Records for the exercise –
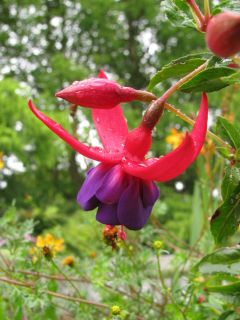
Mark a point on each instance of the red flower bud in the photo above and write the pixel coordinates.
(223, 34)
(101, 93)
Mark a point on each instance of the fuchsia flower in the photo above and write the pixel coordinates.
(122, 186)
(223, 34)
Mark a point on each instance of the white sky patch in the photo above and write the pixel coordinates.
(147, 39)
(179, 185)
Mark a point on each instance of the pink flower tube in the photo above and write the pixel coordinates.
(122, 187)
(223, 34)
(101, 93)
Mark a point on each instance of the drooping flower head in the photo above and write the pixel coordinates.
(122, 186)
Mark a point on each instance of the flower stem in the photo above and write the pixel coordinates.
(167, 294)
(207, 11)
(192, 122)
(155, 110)
(179, 83)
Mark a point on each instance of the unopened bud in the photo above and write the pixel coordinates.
(101, 93)
(223, 34)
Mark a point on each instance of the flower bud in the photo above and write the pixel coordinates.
(101, 93)
(157, 244)
(223, 34)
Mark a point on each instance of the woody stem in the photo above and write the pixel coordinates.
(155, 110)
(179, 83)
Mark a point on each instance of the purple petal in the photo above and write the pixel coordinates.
(107, 214)
(113, 185)
(131, 212)
(150, 193)
(86, 195)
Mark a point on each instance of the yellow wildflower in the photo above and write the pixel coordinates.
(175, 138)
(68, 261)
(1, 161)
(49, 245)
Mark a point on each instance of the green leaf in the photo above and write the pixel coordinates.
(222, 261)
(232, 289)
(225, 221)
(178, 13)
(211, 79)
(178, 68)
(230, 181)
(228, 132)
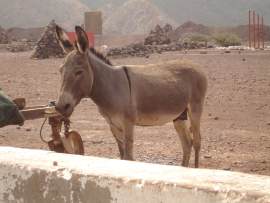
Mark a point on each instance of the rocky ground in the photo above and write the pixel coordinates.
(235, 123)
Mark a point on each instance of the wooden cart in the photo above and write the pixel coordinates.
(66, 142)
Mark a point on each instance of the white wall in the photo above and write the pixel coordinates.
(42, 176)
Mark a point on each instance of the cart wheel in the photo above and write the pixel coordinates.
(73, 143)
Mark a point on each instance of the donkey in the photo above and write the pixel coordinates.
(129, 96)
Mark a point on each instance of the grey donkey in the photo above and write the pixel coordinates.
(135, 95)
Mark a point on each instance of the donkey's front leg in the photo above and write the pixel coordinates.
(128, 141)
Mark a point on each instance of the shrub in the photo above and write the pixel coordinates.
(227, 39)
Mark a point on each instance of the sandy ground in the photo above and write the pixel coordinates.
(235, 123)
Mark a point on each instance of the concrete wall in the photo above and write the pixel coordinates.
(42, 176)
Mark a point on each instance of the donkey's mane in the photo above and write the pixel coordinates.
(100, 56)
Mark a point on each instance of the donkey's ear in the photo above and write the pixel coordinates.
(82, 42)
(63, 39)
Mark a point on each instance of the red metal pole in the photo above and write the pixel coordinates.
(258, 31)
(262, 33)
(249, 28)
(254, 29)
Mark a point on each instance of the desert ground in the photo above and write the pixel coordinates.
(235, 123)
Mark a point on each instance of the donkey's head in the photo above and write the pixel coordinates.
(76, 72)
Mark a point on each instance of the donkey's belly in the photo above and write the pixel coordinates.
(155, 119)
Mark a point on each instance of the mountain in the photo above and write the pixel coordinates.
(37, 13)
(214, 12)
(134, 17)
(208, 12)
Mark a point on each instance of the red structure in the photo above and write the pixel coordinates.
(91, 38)
(256, 30)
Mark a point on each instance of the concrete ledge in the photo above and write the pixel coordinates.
(42, 176)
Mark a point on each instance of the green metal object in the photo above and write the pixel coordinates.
(9, 112)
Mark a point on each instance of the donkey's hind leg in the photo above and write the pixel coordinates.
(119, 137)
(186, 139)
(195, 112)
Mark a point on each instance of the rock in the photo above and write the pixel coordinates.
(20, 46)
(48, 46)
(159, 36)
(207, 156)
(28, 129)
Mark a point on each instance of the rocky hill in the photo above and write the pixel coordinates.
(134, 17)
(208, 12)
(37, 13)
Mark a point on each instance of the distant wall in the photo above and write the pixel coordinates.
(42, 176)
(93, 22)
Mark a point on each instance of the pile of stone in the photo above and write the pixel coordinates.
(159, 36)
(141, 50)
(3, 36)
(47, 46)
(20, 46)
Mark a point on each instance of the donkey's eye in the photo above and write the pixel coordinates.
(78, 73)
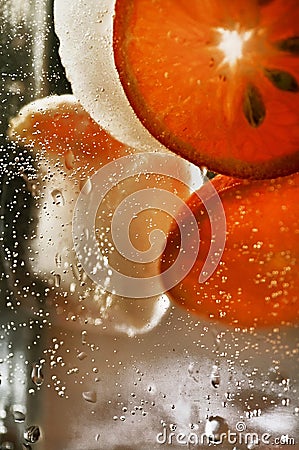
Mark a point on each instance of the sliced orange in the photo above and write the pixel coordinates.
(216, 81)
(256, 282)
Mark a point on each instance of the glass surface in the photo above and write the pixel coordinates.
(73, 378)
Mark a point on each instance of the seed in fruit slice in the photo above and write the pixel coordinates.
(215, 81)
(256, 282)
(85, 34)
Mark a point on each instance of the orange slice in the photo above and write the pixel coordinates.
(256, 282)
(215, 81)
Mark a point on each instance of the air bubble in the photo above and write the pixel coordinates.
(18, 416)
(215, 427)
(32, 434)
(215, 377)
(37, 375)
(82, 355)
(69, 159)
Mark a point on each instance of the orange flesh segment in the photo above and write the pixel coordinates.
(180, 85)
(60, 126)
(256, 282)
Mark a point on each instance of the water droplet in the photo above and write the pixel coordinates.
(69, 159)
(57, 280)
(90, 396)
(214, 428)
(32, 434)
(37, 375)
(86, 186)
(83, 337)
(57, 197)
(58, 260)
(215, 377)
(26, 446)
(18, 416)
(7, 446)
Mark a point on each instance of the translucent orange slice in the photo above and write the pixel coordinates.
(256, 281)
(215, 81)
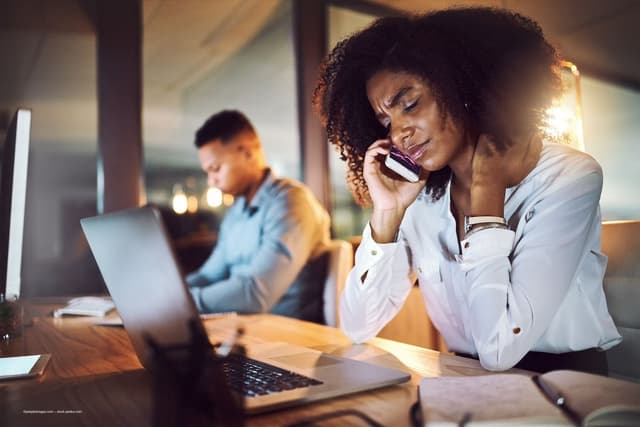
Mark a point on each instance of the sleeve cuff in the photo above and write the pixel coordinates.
(485, 246)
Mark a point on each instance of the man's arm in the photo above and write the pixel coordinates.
(292, 225)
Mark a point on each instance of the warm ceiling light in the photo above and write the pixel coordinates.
(563, 120)
(192, 204)
(179, 201)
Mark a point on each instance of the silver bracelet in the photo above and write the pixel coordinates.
(485, 226)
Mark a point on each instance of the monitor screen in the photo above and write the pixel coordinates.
(13, 191)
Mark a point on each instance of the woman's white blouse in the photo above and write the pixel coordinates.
(499, 293)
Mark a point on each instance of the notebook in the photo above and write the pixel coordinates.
(561, 398)
(138, 265)
(86, 306)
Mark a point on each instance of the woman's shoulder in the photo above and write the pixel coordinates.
(564, 163)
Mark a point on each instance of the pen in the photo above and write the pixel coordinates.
(557, 399)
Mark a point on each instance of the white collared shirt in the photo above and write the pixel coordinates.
(499, 293)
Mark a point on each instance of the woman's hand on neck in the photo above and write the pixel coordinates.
(485, 173)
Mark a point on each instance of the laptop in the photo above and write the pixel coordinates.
(137, 262)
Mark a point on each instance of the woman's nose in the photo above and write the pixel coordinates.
(400, 136)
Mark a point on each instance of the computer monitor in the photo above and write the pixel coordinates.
(13, 192)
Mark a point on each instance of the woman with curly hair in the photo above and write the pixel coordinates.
(502, 228)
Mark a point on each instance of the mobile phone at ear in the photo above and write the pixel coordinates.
(403, 165)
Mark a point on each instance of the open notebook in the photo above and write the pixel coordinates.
(515, 399)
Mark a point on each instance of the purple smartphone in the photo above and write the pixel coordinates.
(403, 165)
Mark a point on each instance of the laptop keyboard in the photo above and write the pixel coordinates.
(254, 378)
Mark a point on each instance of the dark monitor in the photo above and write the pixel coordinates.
(14, 161)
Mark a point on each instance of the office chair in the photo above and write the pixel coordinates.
(339, 265)
(621, 243)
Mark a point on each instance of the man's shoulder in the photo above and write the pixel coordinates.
(282, 187)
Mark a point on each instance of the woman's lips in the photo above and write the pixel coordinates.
(417, 151)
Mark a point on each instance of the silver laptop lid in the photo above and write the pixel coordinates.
(138, 265)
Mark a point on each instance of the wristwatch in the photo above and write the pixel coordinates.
(470, 221)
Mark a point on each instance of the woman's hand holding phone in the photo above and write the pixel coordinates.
(390, 193)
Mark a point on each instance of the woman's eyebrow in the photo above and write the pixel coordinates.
(396, 98)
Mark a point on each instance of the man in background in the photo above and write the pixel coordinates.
(271, 250)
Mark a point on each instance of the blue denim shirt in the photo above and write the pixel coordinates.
(270, 255)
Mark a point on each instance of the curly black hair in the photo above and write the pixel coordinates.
(490, 70)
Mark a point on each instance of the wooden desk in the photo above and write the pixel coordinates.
(94, 377)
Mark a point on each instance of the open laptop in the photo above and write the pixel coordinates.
(138, 265)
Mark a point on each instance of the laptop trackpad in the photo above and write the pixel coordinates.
(307, 360)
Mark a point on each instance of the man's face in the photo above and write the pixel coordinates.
(227, 165)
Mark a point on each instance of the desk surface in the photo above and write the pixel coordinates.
(94, 377)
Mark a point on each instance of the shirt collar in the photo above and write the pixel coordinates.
(262, 194)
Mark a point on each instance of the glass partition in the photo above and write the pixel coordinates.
(48, 52)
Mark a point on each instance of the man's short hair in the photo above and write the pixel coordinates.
(224, 126)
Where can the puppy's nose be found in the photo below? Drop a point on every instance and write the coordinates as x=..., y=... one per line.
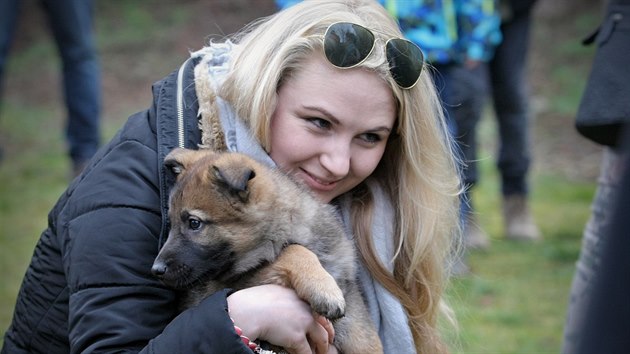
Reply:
x=159, y=268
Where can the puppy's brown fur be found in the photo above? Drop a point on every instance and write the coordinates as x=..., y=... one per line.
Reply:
x=236, y=223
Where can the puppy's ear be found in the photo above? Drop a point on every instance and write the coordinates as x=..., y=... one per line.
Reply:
x=176, y=161
x=234, y=179
x=180, y=159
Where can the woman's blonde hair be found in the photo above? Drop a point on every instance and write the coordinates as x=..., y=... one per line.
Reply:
x=418, y=169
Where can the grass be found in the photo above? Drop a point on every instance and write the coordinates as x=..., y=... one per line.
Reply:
x=515, y=301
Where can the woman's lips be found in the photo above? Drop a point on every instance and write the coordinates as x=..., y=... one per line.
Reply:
x=315, y=183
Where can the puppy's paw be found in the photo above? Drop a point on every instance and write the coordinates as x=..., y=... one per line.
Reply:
x=324, y=296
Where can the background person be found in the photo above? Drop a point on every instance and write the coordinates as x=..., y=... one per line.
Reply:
x=71, y=22
x=603, y=115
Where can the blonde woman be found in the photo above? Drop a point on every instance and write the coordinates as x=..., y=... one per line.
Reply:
x=326, y=91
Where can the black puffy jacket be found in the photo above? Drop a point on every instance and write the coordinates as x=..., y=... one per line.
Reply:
x=89, y=287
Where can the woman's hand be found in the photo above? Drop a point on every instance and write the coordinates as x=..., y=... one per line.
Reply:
x=275, y=314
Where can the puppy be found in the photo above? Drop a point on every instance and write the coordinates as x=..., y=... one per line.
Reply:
x=236, y=223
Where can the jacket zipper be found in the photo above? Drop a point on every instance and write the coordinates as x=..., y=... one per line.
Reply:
x=180, y=105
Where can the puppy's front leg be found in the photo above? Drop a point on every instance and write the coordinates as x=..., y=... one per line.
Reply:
x=299, y=268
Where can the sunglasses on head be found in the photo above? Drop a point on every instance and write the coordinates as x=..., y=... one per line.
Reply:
x=347, y=45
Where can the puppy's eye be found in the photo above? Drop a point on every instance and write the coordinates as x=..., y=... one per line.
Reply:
x=194, y=223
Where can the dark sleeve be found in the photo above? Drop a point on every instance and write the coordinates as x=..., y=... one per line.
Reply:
x=110, y=228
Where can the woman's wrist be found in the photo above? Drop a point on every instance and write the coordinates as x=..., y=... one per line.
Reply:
x=238, y=311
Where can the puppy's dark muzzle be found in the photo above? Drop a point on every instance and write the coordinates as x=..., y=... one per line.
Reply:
x=158, y=269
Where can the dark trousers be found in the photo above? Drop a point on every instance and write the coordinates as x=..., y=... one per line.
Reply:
x=510, y=100
x=71, y=24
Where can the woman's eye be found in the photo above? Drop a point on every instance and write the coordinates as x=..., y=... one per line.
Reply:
x=194, y=224
x=320, y=123
x=371, y=138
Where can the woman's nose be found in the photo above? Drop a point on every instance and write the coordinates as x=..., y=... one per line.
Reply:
x=336, y=160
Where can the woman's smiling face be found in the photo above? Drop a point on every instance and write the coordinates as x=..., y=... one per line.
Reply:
x=331, y=126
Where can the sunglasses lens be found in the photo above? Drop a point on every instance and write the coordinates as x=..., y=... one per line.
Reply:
x=405, y=61
x=347, y=44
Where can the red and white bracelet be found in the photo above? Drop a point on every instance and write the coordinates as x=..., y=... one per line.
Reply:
x=251, y=345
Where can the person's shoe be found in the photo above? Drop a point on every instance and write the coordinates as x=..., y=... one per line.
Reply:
x=519, y=223
x=474, y=236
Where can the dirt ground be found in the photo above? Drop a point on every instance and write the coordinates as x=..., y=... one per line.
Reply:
x=129, y=70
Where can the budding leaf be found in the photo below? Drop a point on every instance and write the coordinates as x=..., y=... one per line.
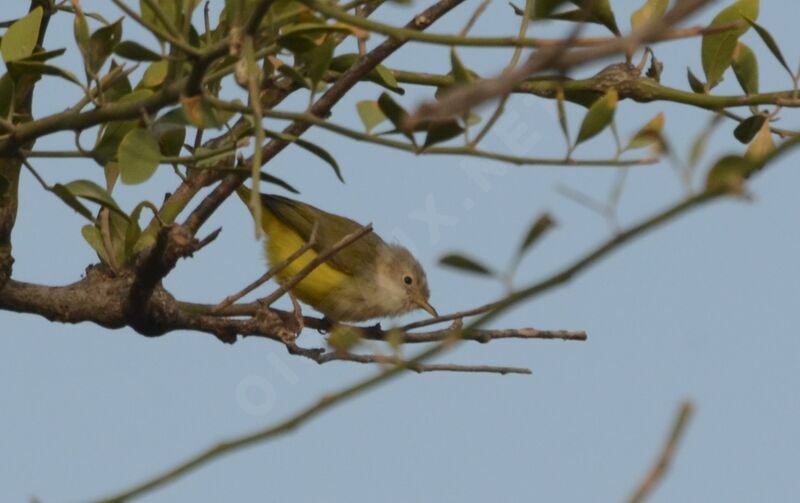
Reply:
x=745, y=67
x=370, y=114
x=718, y=48
x=599, y=116
x=729, y=174
x=650, y=11
x=86, y=189
x=20, y=38
x=139, y=155
x=748, y=128
x=770, y=42
x=762, y=145
x=649, y=134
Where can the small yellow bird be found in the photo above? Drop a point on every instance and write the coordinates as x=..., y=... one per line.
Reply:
x=365, y=280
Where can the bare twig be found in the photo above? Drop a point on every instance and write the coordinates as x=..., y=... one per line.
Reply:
x=456, y=101
x=317, y=261
x=659, y=469
x=231, y=299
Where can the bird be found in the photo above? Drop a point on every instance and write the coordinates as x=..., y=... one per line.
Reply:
x=367, y=279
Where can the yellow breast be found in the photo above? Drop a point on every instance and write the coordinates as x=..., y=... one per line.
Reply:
x=281, y=242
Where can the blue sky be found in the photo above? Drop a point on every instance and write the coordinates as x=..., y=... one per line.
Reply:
x=705, y=308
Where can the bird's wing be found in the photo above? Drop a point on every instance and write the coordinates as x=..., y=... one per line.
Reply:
x=301, y=217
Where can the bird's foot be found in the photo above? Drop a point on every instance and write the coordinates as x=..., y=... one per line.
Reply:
x=298, y=313
x=326, y=324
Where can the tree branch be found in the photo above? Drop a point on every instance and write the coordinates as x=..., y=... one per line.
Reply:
x=657, y=472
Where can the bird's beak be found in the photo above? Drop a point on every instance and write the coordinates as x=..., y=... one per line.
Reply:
x=423, y=304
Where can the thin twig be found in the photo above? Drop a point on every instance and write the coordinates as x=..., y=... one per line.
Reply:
x=657, y=472
x=317, y=261
x=456, y=101
x=231, y=299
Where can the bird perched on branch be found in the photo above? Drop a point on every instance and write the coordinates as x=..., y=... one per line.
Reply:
x=366, y=279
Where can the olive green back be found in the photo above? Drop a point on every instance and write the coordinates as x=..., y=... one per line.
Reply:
x=358, y=257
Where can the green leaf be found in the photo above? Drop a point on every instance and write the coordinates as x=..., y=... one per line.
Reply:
x=745, y=67
x=379, y=75
x=120, y=88
x=155, y=74
x=170, y=137
x=310, y=147
x=294, y=75
x=694, y=83
x=134, y=51
x=718, y=48
x=542, y=224
x=770, y=42
x=101, y=45
x=466, y=264
x=729, y=174
x=93, y=236
x=598, y=117
x=171, y=8
x=297, y=43
x=20, y=38
x=650, y=11
x=649, y=134
x=749, y=128
x=67, y=197
x=112, y=134
x=762, y=145
x=370, y=114
x=441, y=131
x=7, y=88
x=396, y=114
x=89, y=190
x=199, y=113
x=81, y=30
x=139, y=155
x=22, y=67
x=700, y=142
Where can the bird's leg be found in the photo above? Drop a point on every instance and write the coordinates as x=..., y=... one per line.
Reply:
x=327, y=325
x=297, y=312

Exercise aim – Beginning at the line above with "Where can the puppy's paw" and finishing at the line with "Where can the dark sleeve", return each line exactly and return nothing else.

Solution for this problem –
Where can the puppy's paw be found in the photo above? Drop a point on every instance and write the coordinates as x=..., y=... one per line.
Reply:
x=324, y=296
Where can the background person be found in the photo above? Drop a point on every instance and write the coordinates as x=..., y=... one per line.
Reply:
x=71, y=22
x=603, y=115
Where can the blonde woman be found in the photo above? Drop a point on every instance and write the coordinates as x=..., y=... one per line.
Reply:
x=326, y=91
Where can the black puffy jacket be found in the photo above? Drop a point on every instance and write the coordinates as x=..., y=... one per line.
Reply:
x=89, y=287
Where can the woman's hand be found in the photo above? Drop a point on every instance and write the coordinates as x=..., y=... one per line.
Reply:
x=275, y=314
Where can the puppy be found in the photo above? Drop a point on every instance and write the coordinates as x=..., y=... one per line.
Reply:
x=236, y=223
Where can the jacket zipper be found in the photo above? Drop a point on every instance and write the coordinates as x=..., y=... one per line.
Reply:
x=180, y=105
Where can the puppy's front leg be found in the photo above? Drop a point on every instance and write the coordinates as x=..., y=... one per line.
Reply:
x=299, y=268
Where can the sunglasses on head be found in the photo above? Drop a point on every instance and write the coordinates as x=..., y=... one per line.
Reply:
x=347, y=45
Where can the puppy's eye be found in the photo above? Drop a point on every instance and write the coordinates as x=..., y=... one per line.
Reply:
x=194, y=223
Where can the dark sleeve be found in the photo above? Drop a point on every instance and write the coordinates as x=..., y=... one per line.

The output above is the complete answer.